Exercise objective:
Copy all of the data below word for word, keeping every line, but leave the pictures out of your answer.

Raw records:
# # # # #

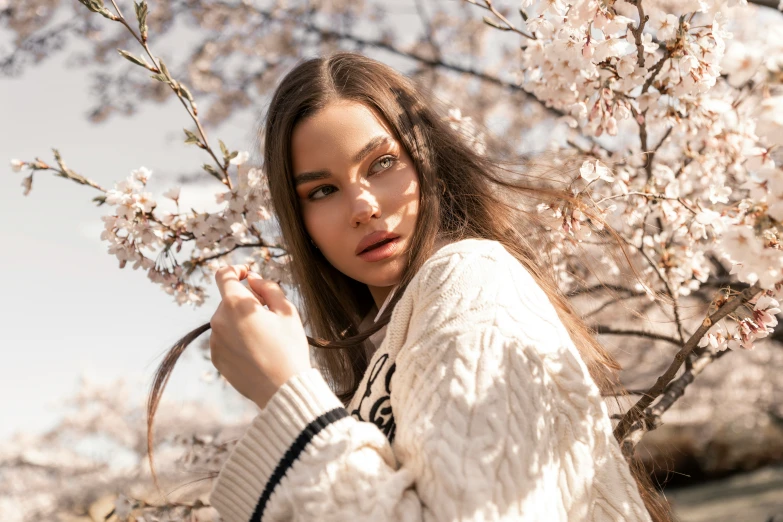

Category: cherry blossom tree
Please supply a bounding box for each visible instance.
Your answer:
[0,0,783,516]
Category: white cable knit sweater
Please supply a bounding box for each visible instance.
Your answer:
[211,239,650,522]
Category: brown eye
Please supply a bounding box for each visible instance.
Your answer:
[370,154,397,174]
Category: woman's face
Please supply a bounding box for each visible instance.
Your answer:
[291,100,419,306]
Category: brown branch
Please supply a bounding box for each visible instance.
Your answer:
[614,284,761,443]
[465,0,538,40]
[621,349,732,458]
[106,0,233,189]
[748,0,783,11]
[626,0,650,67]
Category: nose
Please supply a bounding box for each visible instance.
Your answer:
[351,188,381,228]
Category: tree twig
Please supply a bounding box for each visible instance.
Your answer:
[614,284,761,444]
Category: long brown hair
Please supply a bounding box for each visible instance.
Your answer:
[147,52,670,521]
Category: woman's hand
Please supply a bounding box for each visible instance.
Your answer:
[209,265,310,408]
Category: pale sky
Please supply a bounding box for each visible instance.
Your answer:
[0,42,264,440]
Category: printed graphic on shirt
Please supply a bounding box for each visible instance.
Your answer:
[351,354,397,443]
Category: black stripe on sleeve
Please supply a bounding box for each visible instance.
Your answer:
[250,407,348,522]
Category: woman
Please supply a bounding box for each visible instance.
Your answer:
[150,53,668,522]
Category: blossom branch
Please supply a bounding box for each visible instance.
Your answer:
[105,0,233,189]
[591,324,682,347]
[614,284,761,443]
[465,0,537,40]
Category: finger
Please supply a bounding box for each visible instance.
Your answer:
[215,265,247,299]
[247,272,296,313]
[247,273,266,306]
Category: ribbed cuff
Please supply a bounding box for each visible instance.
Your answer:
[210,368,348,522]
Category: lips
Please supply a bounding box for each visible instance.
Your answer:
[355,230,400,256]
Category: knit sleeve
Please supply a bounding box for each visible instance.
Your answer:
[211,243,648,522]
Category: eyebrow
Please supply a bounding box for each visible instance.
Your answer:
[294,135,392,187]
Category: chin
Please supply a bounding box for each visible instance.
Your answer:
[354,263,402,287]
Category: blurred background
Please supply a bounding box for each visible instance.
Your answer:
[0,0,783,521]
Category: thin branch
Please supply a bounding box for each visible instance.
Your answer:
[748,0,783,11]
[465,0,538,40]
[591,324,682,347]
[106,0,233,189]
[614,285,761,442]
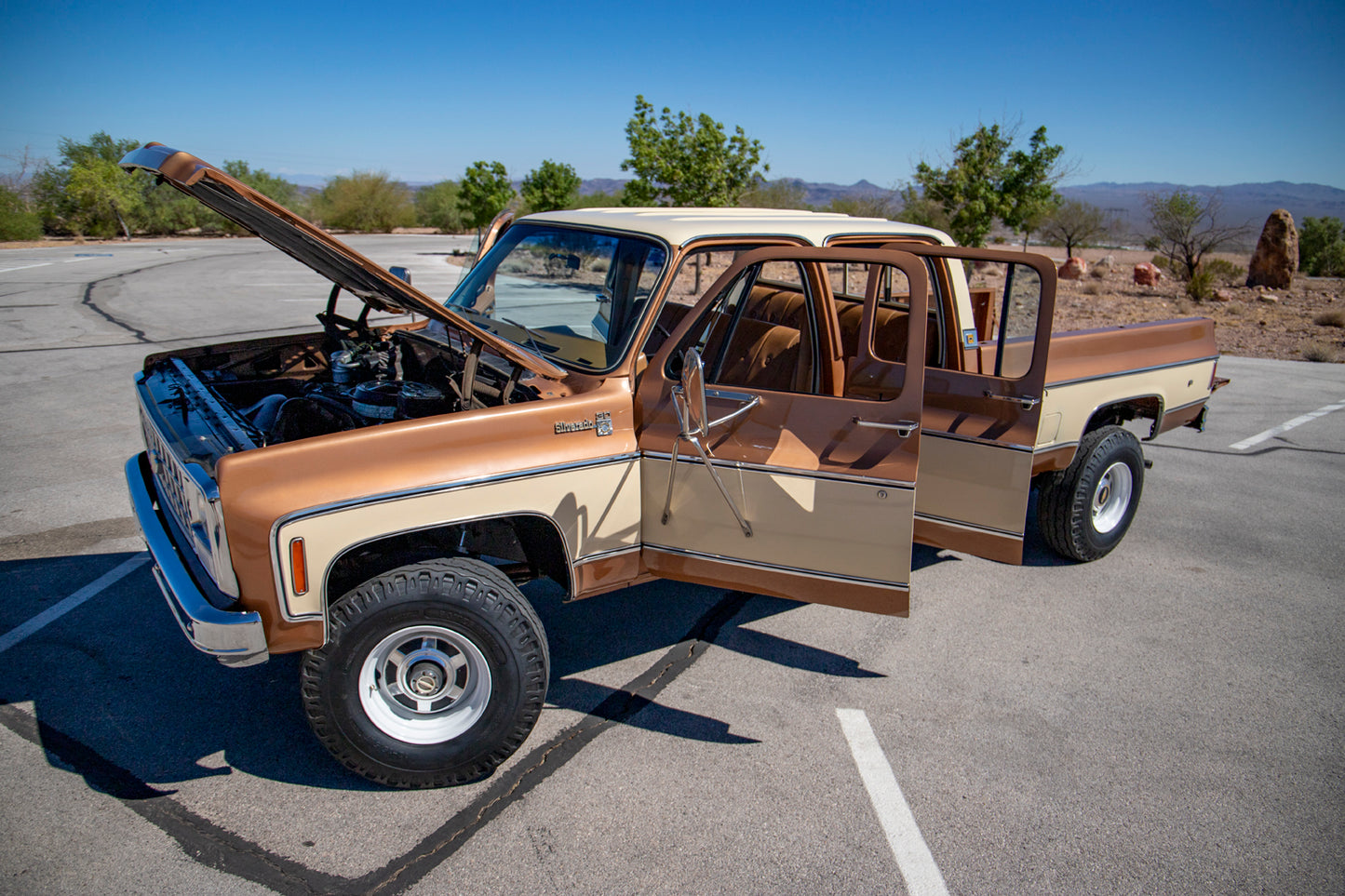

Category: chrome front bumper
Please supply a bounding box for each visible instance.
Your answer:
[125,453,270,666]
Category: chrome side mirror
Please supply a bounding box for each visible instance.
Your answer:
[678,349,710,438]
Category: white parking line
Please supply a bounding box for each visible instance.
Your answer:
[837,709,948,896]
[0,553,149,654]
[1230,401,1345,450]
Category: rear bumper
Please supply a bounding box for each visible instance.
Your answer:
[125,453,270,666]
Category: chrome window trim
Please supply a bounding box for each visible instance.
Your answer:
[643,450,916,489]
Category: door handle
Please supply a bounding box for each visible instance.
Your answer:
[850,417,920,438]
[982,389,1041,410]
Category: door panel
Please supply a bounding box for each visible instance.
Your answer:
[636,249,927,615]
[889,242,1056,564]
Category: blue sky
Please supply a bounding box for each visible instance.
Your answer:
[0,0,1345,187]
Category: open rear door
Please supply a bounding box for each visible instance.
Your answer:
[636,247,929,615]
[888,242,1056,564]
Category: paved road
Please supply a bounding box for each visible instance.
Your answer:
[0,236,1345,896]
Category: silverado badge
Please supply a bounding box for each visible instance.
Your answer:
[556,410,612,435]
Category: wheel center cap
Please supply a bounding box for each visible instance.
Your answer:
[406,662,444,697]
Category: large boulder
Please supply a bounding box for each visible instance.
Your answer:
[1247,208,1298,289]
[1056,257,1088,280]
[1136,261,1163,287]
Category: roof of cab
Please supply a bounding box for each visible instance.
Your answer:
[523,206,954,247]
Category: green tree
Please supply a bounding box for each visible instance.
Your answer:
[315,171,416,233]
[622,96,771,206]
[457,162,514,235]
[1041,199,1109,256]
[1145,190,1247,280]
[1298,218,1345,277]
[0,184,42,239]
[33,130,142,236]
[136,184,213,235]
[738,178,811,210]
[1000,127,1065,249]
[416,181,466,233]
[915,124,1064,247]
[518,159,583,212]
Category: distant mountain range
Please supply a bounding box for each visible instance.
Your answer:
[287,167,1345,235]
[580,178,1345,234]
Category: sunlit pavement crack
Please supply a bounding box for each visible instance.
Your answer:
[0,592,752,896]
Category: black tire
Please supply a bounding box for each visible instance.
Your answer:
[300,557,550,788]
[1037,426,1145,561]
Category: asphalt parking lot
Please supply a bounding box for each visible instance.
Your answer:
[0,236,1345,895]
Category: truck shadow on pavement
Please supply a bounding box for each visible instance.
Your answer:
[0,555,881,799]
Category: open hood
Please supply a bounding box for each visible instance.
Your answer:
[121,142,566,380]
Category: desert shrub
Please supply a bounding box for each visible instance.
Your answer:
[1186,266,1215,301]
[1200,259,1247,283]
[1298,218,1345,277]
[0,186,42,239]
[1302,341,1336,363]
[1311,241,1345,277]
[315,171,416,233]
[1312,308,1345,327]
[416,181,468,233]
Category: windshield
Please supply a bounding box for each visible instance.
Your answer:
[445,222,667,373]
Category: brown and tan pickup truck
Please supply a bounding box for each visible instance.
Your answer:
[122,144,1220,787]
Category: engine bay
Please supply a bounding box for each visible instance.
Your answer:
[145,328,538,450]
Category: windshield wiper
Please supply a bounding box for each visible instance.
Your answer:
[499,316,546,355]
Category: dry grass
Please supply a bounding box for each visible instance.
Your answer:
[1303,341,1337,363]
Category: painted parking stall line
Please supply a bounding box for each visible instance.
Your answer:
[0,553,149,654]
[837,709,948,896]
[1230,399,1345,450]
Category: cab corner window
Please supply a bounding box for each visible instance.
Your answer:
[966,261,1042,380]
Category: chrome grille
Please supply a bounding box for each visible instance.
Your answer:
[140,408,191,531]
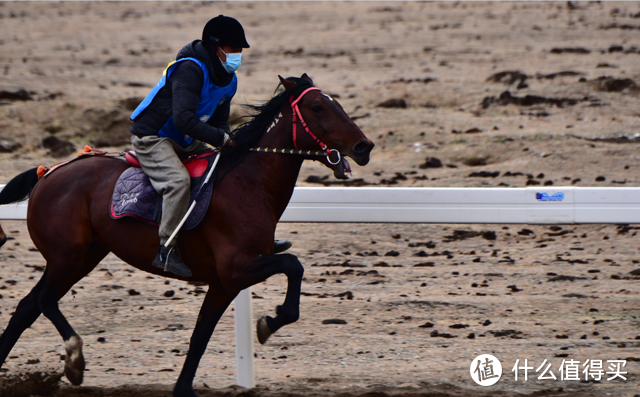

# # # # #

The completed task:
Category: cherry blossom tree
Please supply a bounding box for each visible instance.
Your answer:
[0,0,783,516]
Category: white cable knit sweater
Please supply a bounding box for each visible instance.
Your answer:
[211,239,650,522]
Category: brown eye
Please supply a bounding box for each visible instance.
Your answer:
[370,154,397,174]
Category: woman's face
Please supply a bounding box for each visible instance.
Your answer:
[291,100,419,306]
Category: brown branch
Please supply a bounding box for each visible instance.
Your answer:
[614,284,761,443]
[465,0,538,40]
[621,349,732,458]
[106,0,233,189]
[748,0,783,11]
[626,0,650,67]
Category: nose
Please supply a bounding box for each visible instance.
Your answer:
[351,188,381,228]
Category: tree twig
Please supply a bounding box for each visible instance.
Your answer:
[614,284,761,444]
Category: long brown hair
Please supply a bounding box for each visible instance.
Your answer:
[147,52,670,521]
Category: woman's hand
Please supply a bounding box for each visible instance.
Your answer:
[209,265,310,408]
Category: pale sky
Please supply a bounding box for each visible instance.
Your answer:
[0,42,264,440]
Category: printed graphic on shirt
Please supply a bounding box for each visible instance.
Your answer:
[351,354,397,443]
Category: black stripe on sleeve
Please supply a bounding box for each visible instance.
Your answer:
[250,407,348,522]
Category: woman
Please supply a bounding box for each visible instance.
Your answer:
[150,53,668,522]
Category: blossom branch
Please supply a bounding box for each visible instance.
Your answer:
[105,0,233,189]
[591,324,682,347]
[614,284,761,443]
[465,0,537,40]
Category: finger
Please supply a bounding box for each visible instance.
Your answer:
[215,265,247,299]
[247,272,296,313]
[247,273,266,306]
Category: ribbed cuff
Please supply a bounding box for each visible instance.
Your answer:
[210,368,348,522]
Category: lips
Please supply a bounding box for each visible instance.
Your answer:
[355,230,400,256]
Category: knit sleeve
Please supply a bounding box for each visible instance.
Your answer:
[211,243,648,522]
Category: eyebrow
Please supply a bounding box for each visible instance.
Your answer:
[294,135,392,187]
Category: chin
Please supply a bounding box for each visible instance.
Your answer:
[354,263,402,287]
Category: blurred background
Please supply a bounding box for each visible instance.
Your answer:
[0,0,783,521]
Category: thin branch
Please supply a bounding box for each visible instance.
Your answer:
[748,0,783,11]
[465,0,538,40]
[591,324,682,347]
[106,0,233,189]
[614,285,761,442]

Category: chrome front bumper
Please supply a bounding box for each visible instance.
Your answer:
[125,453,270,666]
Category: chrome side mirror
Please supply a bounding box for each visible instance.
Your answer:
[678,349,710,438]
Category: white parking line
Please supply a bounding box for each visible instance.
Your answer:
[837,709,948,896]
[0,553,149,654]
[1230,401,1345,450]
Category: rear bumper
Please supply a bounding box for each visible instance.
Your answer:
[125,453,270,666]
Category: chrome window trim
Please supply a bounding box for each visible instance.
Your answer:
[643,450,916,489]
Category: door handle
Please supply a bounding box for each visible instance.
Your answer:
[850,417,920,438]
[982,389,1041,410]
Category: door panel
Please supply a bounding box for each visible instance.
Your answer:
[636,249,927,615]
[889,242,1056,564]
Category: blue sky
Please supply a bounding box for each visible instance.
Your answer:
[0,0,1345,187]
Category: open rear door
Please supply a bounding box for each visible instance.
Your answer:
[636,247,929,615]
[888,242,1056,564]
Category: paved road
Please supply a bounding box for each visible instance.
Your answer:
[0,236,1345,896]
Category: silverado badge
Please supply a bounding box for each visible instance.
Your answer:
[556,410,612,435]
Category: wheel center cap
Please supply a bounding box for each visible instance.
Your answer:
[406,662,444,697]
Category: large boulder
Please supply a bounding box for each visible instance.
Your answer:
[1247,208,1298,289]
[1056,257,1088,280]
[1136,261,1163,287]
Category: roof of cab
Please supply a bounding box for each visible instance.
Your answer:
[523,206,954,247]
Category: green tree
Please supply a bounding box for each visible instance.
Your answer:
[315,171,416,233]
[622,96,771,206]
[457,162,514,235]
[1041,199,1109,256]
[1145,190,1247,280]
[1298,218,1345,277]
[0,184,42,239]
[33,130,142,236]
[136,184,213,235]
[738,178,811,210]
[1000,127,1065,249]
[416,181,466,233]
[915,124,1064,247]
[518,159,583,212]
Category: distant mountain range
Please supply a bounding box for each visible instance.
Your answer:
[287,167,1345,235]
[580,178,1345,234]
Category: sunlit pavement crack
Please supply a bounding box for each visible instance.
Your answer:
[0,592,752,896]
Category: black tire
Please supply a bounding box for each visible instance.
Your answer:
[300,557,550,788]
[1037,426,1145,561]
Category: asphalt parking lot
Please supply a bounding box for each visible instance.
Your answer:
[0,236,1345,895]
Category: truck shadow on pavement
Please supply a bounding box for each visible instance.
Your answer:
[0,555,881,799]
Category: open hood
Please supply a bounding box for each visible instance.
Your answer:
[121,142,566,380]
Category: desert shrub
Please supply a bounding box for each visible instance.
Your answer:
[1186,266,1215,301]
[1200,259,1247,283]
[1298,218,1345,277]
[0,186,42,239]
[1302,341,1336,363]
[1311,241,1345,277]
[315,171,416,233]
[1312,308,1345,327]
[416,181,468,233]
Category: windshield
Please supply a bounding box for each visible instance.
Your answer:
[445,222,667,373]
Category: brown and tan pickup truck
Please supply a bounding box for each visible instance.
Your answer:
[122,144,1220,787]
Category: engine bay
Please supply a bounding box for each visible instance.
Your answer:
[145,328,538,450]
Category: windshield wiper
Please supply a bounding box for each visible instance.
Your answer:
[499,316,546,355]
Category: dry grass
Please supply a bounding box for each visible instance.
Your answer:
[1303,341,1337,363]
Category: painted parking stall line
Please supply a bounding box for each visible instance.
Your answer:
[0,553,149,654]
[837,709,948,896]
[1230,399,1345,450]
Category: cab corner window
Please supply a bounding box for each visible instance.
Your answer:
[966,261,1042,380]
Category: chrome grille
Please supply a bounding box for each visible instance.
Your answer:
[140,408,191,531]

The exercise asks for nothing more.